* **Selected passage**
▼

Mail Archives: cygwin/2005/05/19/22:28:00
On Thu, May 19, 2005 at 10:22:13PM -0400, Christopher Faylor wrote:
>On Fri, May 20, 2005 at 04:17:48AM +0200, Krzysztof Duleba wrote:
>>Christopher Faylor wrote:
>>
>>> >> Program exited normally.
>>> >> (gdb)
>>> >
>>> >Well, that's the funny thing about Cygwin's gdb.
>>>
>>>No, that's the funny thing about debugging in general. There's nothing
>>>special about cygwin's gdb.
>>
>>Really? I'd expect something more like this:
>>
>>(gdb) run Starting program: /home/jsim/k/kd209203/ab
>>
>>Program received signal SIGABRT, Aborted. 0x40142841 in kill () from
>>/lib/libc.so.6
>
>You'd expect gdb to report a SIGABRT when the program exhibits a SIGSEGV
>outside of gdb? That's odd.

▲

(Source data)
▼

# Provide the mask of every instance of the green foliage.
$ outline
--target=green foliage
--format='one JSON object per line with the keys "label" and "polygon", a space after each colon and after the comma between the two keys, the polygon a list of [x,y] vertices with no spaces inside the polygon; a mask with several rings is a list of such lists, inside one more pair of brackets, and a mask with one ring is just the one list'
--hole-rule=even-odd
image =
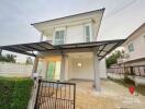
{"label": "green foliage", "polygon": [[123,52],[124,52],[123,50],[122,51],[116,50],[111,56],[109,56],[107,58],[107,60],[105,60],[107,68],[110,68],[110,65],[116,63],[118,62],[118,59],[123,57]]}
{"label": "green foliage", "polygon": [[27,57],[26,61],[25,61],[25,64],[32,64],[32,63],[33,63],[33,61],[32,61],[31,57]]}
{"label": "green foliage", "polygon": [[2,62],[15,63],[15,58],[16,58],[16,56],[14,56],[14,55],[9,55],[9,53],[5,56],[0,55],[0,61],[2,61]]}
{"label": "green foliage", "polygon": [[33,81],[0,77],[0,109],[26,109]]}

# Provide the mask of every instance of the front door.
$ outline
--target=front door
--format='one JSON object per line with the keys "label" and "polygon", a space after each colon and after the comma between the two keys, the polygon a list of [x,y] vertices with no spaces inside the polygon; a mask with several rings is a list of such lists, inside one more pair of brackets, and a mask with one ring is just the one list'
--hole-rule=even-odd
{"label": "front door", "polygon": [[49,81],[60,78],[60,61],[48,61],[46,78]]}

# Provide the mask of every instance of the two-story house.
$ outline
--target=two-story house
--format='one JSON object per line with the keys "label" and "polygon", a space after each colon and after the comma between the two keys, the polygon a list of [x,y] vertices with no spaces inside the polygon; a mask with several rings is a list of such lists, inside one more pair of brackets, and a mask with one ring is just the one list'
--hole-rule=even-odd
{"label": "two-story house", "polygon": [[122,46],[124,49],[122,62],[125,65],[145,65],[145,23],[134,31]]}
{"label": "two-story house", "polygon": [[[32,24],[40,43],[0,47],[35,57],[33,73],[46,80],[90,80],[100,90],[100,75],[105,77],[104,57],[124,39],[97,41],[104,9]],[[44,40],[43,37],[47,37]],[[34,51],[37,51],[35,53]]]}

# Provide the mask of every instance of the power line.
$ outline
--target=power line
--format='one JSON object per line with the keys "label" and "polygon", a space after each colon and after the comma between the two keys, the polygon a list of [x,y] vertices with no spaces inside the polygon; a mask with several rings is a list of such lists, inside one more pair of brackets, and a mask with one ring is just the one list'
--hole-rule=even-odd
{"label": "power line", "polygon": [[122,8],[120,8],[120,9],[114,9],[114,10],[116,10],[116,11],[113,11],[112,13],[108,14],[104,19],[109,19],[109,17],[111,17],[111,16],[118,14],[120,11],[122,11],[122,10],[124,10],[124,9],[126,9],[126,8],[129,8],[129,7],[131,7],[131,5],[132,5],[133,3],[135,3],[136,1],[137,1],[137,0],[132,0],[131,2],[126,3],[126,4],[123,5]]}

▲
▼

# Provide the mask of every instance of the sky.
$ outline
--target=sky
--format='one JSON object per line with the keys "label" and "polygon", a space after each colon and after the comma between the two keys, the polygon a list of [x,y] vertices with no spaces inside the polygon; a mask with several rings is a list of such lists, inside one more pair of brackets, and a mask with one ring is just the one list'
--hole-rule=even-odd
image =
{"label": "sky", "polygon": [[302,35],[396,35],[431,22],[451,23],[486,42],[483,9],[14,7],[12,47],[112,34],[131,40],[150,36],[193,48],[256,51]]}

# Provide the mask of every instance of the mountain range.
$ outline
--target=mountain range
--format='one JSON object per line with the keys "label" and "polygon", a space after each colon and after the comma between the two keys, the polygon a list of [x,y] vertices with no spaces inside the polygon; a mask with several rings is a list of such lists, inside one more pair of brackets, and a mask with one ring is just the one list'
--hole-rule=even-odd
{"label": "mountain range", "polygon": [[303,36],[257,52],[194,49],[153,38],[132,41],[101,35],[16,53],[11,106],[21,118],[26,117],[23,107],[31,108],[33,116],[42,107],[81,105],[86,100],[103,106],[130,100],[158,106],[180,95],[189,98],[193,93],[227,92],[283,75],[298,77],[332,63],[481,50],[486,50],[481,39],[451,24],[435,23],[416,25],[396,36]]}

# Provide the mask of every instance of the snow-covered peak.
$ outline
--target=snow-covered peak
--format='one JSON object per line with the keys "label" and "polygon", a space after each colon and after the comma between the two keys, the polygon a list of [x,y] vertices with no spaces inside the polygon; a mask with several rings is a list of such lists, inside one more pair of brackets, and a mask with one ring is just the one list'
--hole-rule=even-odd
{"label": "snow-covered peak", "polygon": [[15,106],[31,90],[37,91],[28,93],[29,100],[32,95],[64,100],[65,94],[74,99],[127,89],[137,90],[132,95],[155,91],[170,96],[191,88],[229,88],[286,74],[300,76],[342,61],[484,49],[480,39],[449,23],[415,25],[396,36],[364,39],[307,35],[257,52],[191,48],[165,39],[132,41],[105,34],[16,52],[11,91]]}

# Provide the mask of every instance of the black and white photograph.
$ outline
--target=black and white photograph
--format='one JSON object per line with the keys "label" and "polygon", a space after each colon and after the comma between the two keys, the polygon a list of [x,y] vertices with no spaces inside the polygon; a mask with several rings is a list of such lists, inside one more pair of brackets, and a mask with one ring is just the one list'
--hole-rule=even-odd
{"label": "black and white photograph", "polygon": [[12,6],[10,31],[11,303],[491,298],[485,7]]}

▲

* **Directive 1**
Answer the following questions about the Cygwin mailing list excerpt.
(a) Who wrote the message dated Fri, May 20, 2005 at 04:17:48AM +0200?
(b) Which signal appears in the gdb output that this writer says they would expect?
(c) According to the reply, which signal does the program exhibit outside of gdb?
* **Directive 2**
Go on with the Cygwin mailing list excerpt, picking up after its final line.

* **Exercise response 1**
(a) Krzysztof Duleba
(b) SIGABRT
(c) SIGSEGV

* **Exercise response 2**
>
>My point, since you missed it, is that debugging sometimes changes the
>execution environment enough so that things "work" inside of a debugger
>even though they fail when being debugged. This can happen on cygwin or
>linux or Tru64.
>
>I do have to say, that Windows may be unique in that it enforces
>serialized thread execution on debugged programs so this may either
>mask or cause problems. I don't know if any UNIX platform does that or
>not. If not, I'd have to retract what I said and say that there is
>something special about cygwin (and any other windows debugger) in that
>respect.
Oh, and in the interests of full disclosure, I also have to say that
cygwin's gdb does not understand anything but windows signals. Although
that doesn't have anything to do with what was being reported, I suspect
that this may be where the above confusion is coming from.
This has nothing to do with a program that reports a SIGSEGV only when
not being debugged, though.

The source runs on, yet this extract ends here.